GIVEN PROBLEM —
List every line of the data below that contains the word "bare", matching case exactly.

INPUT DATA —
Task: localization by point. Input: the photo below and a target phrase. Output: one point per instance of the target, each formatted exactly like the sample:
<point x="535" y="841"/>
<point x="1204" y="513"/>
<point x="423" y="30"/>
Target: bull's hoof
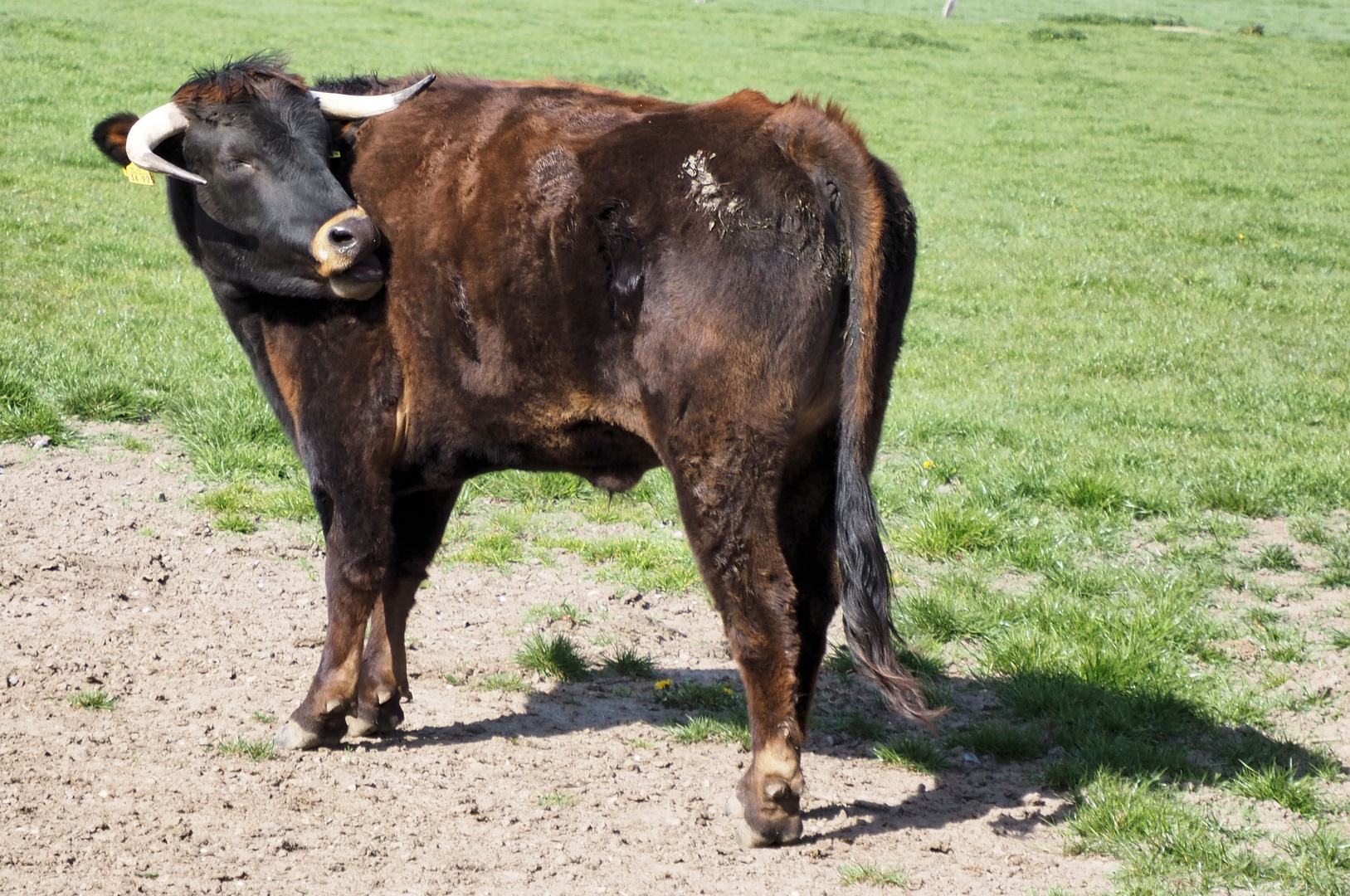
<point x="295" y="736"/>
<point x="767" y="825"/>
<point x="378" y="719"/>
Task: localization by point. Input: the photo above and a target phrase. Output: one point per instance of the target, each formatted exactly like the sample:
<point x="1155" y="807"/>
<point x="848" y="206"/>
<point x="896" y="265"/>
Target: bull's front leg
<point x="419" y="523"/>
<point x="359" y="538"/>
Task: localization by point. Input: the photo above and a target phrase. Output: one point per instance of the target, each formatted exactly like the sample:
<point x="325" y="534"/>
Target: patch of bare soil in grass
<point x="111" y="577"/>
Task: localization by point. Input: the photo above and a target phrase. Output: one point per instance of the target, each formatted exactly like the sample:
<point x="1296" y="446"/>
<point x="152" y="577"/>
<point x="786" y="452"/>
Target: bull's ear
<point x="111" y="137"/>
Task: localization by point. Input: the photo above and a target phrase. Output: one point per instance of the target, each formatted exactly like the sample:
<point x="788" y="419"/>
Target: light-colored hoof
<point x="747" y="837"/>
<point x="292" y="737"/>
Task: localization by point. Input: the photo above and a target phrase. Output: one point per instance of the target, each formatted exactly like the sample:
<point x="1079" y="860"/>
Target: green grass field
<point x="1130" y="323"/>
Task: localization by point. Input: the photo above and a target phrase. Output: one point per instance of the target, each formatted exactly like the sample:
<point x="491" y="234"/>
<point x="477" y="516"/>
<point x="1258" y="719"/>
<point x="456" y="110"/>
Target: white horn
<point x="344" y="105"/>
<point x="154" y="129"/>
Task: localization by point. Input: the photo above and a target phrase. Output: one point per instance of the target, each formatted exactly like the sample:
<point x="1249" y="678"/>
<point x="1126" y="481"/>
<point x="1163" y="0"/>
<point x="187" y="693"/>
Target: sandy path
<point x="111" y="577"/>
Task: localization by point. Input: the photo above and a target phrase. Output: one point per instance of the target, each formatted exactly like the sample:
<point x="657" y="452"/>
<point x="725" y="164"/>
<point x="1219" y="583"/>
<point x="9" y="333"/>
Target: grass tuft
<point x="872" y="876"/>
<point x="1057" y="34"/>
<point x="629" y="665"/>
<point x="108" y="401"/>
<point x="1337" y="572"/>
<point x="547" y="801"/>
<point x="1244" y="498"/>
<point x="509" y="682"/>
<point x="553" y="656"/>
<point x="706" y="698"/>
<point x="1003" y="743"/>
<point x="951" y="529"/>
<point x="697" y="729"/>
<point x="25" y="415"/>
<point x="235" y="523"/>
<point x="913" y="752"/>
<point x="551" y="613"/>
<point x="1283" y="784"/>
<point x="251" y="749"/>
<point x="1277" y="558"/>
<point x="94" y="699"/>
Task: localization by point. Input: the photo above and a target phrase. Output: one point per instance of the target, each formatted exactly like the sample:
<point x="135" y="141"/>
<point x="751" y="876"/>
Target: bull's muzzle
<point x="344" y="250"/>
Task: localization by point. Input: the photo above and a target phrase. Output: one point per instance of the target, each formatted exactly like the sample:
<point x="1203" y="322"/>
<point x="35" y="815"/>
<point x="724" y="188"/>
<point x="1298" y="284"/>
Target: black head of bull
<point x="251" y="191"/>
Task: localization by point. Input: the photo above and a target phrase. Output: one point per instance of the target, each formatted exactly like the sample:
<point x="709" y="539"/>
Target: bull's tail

* * *

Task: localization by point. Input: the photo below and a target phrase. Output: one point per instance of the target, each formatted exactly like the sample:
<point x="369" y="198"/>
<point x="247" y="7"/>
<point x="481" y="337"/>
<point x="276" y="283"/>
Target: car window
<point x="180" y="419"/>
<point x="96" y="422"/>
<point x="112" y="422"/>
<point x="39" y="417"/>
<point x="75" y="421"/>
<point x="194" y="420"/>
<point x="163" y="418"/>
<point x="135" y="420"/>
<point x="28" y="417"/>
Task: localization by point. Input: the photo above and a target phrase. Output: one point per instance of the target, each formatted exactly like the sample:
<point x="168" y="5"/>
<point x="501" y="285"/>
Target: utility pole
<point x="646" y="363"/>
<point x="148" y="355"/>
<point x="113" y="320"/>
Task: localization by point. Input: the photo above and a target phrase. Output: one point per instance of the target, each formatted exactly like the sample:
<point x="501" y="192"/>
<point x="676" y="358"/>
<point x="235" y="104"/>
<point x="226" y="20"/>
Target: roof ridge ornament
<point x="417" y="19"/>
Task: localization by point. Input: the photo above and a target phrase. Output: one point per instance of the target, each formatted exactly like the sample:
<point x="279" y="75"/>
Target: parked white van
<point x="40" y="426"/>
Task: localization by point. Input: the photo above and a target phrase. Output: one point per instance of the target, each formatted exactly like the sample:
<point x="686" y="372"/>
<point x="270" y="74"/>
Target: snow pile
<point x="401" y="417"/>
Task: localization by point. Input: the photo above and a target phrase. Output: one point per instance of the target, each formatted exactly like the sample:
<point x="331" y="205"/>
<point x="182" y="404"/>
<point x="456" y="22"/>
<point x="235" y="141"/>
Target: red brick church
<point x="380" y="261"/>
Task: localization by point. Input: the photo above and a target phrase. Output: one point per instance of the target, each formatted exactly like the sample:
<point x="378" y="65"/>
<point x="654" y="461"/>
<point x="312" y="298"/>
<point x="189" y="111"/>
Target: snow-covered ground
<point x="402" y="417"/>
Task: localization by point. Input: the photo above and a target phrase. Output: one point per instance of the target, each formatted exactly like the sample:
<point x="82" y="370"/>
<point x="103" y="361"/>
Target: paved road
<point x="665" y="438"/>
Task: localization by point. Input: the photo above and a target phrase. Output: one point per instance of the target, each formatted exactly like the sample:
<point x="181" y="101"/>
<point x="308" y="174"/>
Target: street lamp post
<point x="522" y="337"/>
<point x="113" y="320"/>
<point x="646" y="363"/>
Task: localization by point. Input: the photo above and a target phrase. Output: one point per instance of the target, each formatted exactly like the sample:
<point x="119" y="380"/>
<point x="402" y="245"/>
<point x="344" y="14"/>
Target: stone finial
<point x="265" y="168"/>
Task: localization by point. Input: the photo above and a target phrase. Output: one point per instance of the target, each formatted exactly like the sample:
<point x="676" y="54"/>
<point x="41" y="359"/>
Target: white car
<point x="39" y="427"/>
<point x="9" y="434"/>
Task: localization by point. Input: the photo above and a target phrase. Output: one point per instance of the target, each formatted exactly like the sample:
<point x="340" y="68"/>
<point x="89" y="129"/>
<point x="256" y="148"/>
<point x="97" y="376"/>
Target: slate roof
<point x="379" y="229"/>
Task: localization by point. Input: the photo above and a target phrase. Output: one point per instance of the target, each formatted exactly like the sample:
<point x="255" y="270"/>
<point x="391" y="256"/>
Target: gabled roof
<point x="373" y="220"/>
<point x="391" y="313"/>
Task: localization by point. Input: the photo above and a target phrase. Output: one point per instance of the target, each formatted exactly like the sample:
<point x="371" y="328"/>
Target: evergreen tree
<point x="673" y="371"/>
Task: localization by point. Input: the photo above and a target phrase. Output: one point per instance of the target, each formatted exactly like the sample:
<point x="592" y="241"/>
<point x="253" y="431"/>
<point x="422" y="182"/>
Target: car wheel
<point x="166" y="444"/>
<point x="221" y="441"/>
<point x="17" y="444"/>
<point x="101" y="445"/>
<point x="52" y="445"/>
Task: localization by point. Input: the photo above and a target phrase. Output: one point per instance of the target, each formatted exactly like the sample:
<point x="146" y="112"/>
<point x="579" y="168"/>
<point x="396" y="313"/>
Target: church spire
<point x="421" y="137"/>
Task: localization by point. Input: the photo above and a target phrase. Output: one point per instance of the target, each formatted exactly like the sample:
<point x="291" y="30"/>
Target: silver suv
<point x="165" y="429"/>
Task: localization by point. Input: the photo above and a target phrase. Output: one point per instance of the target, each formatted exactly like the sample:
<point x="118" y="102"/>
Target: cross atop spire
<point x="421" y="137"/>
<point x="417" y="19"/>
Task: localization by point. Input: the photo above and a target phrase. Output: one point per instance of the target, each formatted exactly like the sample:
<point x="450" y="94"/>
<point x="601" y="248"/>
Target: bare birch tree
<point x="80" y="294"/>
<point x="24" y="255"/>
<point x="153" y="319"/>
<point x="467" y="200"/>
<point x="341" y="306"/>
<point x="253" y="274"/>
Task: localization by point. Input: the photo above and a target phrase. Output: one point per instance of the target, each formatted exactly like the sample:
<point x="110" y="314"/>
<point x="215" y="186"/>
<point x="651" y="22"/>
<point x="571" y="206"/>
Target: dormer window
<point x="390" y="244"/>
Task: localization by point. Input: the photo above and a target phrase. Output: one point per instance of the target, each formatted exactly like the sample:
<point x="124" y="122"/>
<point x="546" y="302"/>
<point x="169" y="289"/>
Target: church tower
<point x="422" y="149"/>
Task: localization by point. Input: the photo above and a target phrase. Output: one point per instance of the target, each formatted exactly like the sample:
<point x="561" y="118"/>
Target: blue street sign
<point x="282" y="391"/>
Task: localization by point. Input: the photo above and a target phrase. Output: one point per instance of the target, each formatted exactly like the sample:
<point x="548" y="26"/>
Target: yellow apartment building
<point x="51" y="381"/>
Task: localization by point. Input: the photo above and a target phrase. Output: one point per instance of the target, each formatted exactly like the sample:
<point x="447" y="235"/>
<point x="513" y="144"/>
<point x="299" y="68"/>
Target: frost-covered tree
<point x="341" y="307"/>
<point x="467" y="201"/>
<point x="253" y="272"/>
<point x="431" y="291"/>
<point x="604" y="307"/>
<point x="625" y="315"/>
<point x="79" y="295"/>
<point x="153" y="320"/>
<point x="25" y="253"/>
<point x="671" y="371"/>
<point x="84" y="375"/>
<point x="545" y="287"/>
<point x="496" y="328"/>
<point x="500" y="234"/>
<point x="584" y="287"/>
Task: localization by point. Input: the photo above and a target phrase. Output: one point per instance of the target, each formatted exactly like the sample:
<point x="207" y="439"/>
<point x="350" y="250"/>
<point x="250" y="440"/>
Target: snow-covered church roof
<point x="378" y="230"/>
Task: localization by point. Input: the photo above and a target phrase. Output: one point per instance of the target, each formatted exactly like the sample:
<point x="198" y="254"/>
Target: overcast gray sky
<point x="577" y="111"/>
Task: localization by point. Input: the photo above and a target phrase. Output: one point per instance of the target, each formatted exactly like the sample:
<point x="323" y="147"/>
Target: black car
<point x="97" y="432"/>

THE REPLY —
Target: patch of bare soil in grass
Target: bare birch tree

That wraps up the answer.